- _Instruction_: Copy only the records from the line containing "One point lands on each instance of the horse's hoof;" through the end of the records, inclusive, substituting "foot" for "hoof" and leaving everything else unchanged.

··········

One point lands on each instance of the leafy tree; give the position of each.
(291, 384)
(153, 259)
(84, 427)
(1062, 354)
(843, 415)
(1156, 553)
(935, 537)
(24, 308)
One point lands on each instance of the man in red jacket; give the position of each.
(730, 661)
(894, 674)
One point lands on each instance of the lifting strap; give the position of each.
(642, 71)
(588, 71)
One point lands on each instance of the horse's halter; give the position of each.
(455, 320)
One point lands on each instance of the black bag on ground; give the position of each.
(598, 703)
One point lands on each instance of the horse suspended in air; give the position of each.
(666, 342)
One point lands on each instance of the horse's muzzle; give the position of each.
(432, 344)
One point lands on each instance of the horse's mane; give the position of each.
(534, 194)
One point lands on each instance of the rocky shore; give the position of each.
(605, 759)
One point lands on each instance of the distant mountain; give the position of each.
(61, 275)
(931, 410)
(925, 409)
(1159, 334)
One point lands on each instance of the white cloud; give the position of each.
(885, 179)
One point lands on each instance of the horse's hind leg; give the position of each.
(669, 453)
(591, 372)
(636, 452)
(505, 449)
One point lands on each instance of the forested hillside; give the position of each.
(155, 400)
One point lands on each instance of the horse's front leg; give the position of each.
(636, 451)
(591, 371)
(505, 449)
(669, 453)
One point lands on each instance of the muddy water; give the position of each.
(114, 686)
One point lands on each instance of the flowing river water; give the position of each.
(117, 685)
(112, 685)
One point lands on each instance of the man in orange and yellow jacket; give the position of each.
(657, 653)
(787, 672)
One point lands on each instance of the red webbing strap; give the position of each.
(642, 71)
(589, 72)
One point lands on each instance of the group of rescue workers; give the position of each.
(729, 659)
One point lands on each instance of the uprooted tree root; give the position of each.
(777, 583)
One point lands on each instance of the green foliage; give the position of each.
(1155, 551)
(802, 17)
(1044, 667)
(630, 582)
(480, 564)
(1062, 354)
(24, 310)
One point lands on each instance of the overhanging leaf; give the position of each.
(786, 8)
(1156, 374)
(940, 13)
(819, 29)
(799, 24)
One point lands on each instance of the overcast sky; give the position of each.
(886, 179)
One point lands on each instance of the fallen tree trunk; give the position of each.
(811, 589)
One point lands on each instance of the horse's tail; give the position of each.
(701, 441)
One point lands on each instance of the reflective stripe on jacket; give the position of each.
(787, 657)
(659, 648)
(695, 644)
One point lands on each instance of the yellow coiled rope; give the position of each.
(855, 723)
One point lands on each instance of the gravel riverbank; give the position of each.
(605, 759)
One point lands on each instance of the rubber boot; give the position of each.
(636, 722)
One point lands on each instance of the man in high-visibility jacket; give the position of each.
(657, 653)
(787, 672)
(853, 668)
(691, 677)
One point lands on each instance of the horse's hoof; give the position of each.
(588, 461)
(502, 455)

··········

- _Result below_:
One point lands on each instance of the horse's foot; give the position of each.
(588, 461)
(502, 455)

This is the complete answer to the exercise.